■ Collected data
####################

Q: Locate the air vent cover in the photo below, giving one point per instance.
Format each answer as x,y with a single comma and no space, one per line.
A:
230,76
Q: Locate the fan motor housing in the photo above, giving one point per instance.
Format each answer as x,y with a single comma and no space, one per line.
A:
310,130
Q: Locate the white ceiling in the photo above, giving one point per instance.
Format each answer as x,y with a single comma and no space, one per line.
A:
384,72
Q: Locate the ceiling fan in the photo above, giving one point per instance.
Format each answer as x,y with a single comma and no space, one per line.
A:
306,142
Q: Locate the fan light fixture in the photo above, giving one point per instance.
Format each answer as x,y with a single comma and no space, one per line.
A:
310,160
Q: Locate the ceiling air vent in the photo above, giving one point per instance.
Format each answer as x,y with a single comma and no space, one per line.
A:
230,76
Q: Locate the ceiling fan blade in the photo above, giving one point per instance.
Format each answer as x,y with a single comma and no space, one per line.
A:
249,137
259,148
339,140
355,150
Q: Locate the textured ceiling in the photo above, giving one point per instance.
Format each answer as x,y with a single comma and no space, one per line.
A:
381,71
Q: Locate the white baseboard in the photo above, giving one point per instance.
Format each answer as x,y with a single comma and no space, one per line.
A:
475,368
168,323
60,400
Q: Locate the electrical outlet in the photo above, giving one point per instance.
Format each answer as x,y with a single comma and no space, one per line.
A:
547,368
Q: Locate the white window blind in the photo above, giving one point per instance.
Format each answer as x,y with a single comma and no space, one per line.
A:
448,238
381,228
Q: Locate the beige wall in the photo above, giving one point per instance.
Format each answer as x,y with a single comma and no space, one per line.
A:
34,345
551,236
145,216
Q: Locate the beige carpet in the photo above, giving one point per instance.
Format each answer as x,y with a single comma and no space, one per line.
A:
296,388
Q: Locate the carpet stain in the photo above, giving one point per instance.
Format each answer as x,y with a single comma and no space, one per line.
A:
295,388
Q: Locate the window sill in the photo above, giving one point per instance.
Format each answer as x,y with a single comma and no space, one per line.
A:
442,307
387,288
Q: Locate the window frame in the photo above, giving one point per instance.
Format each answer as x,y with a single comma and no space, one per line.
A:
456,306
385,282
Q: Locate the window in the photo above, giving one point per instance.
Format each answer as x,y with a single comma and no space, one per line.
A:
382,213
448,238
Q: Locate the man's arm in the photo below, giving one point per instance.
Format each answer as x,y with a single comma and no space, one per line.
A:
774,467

####################

■ Stated exercise
Output the whole listing above again, word for word.

■ Problem solution
Q: Locate the air vent cover in the photo below, giving one point per instance.
Format each answer as x,y with a single comma and no space, one per line.
A:
230,76
Q: Locate the fan motor housing in the photo above, giving one point per instance.
Format each answer as x,y with a single comma and no space, one per line.
A:
310,130
Q: Locate the white ceiling in the photo above, giving one point per instance.
Format each answer as x,y with a single comma and no space, one per line.
A:
384,72
Q: Locate the ceiling fan in the photo above, giving one point per instance.
Format each answer as x,y with a single comma and no space, one per line.
A:
306,142
Q: Locate the fan light fixture in the photo above, giving one point per instance.
Format each answer as x,y with a single comma and no space, one per line.
A:
310,160
Q: Locate the ceiling air vent in the photo above, giving one point per instance.
Format each answer as x,y with a single comma and no space, one per line.
A:
230,76
Q: Locate the ceiling fan blade in the photo above, giving one point per instance.
Format each answer as x,y with a single comma and no space, one per line.
A:
249,137
259,148
339,140
355,150
Q: Locate the textured ceiling in the photo above, giving one point per instance.
Format each answer as x,y with a single comma and no space, one per line.
A:
381,71
Q: Locate the white baseboard in the photo above, giving one point per instance.
Format each answer as x,y with a single comma and no space, one per line.
A:
475,368
168,323
60,400
Q: Locate the electrical outlet in the photo above, giving one point per instance.
Format each answer as x,y with a single comma and no space, one per line.
A:
547,368
Q: Locate the white window blind in the photo above, giving one point per instance.
Format each answer as x,y with a single comma and no space, one per line.
A:
448,238
381,228
Q: Locate the beige wall in the photo above, giving one point per instance.
Format each answer as x,y with a single comma and no space, one per line.
A:
34,345
551,236
145,216
Q: Locate the beige carpet in the photo above, giving one point per instance.
Format each answer as x,y with a single comma and no space, one per line.
A:
296,388
Q: Locate the carpet stain in the photo above, giving one point per instance.
Format each answer as x,y with a single comma and no space, one per line.
A:
295,388
Q: Locate the window sill in the photo above, giving one point per instance.
Format each answer as x,y with a single comma and no space, one per line.
A:
442,307
387,288
Q: Locate the window frame in the photo above, giving one point per instance.
Format each answer as x,y with a single comma and no space, one per line.
A:
456,306
385,282
Q: Locate the window in the photo above, giving one point per instance.
Format each answer as x,y with a single comma and no space, one per line.
A:
382,213
448,238
Q: Locate the man's arm in the photo below, giving one point per instance.
Format each answer as x,y with a single comma and no space, one per line.
A:
774,467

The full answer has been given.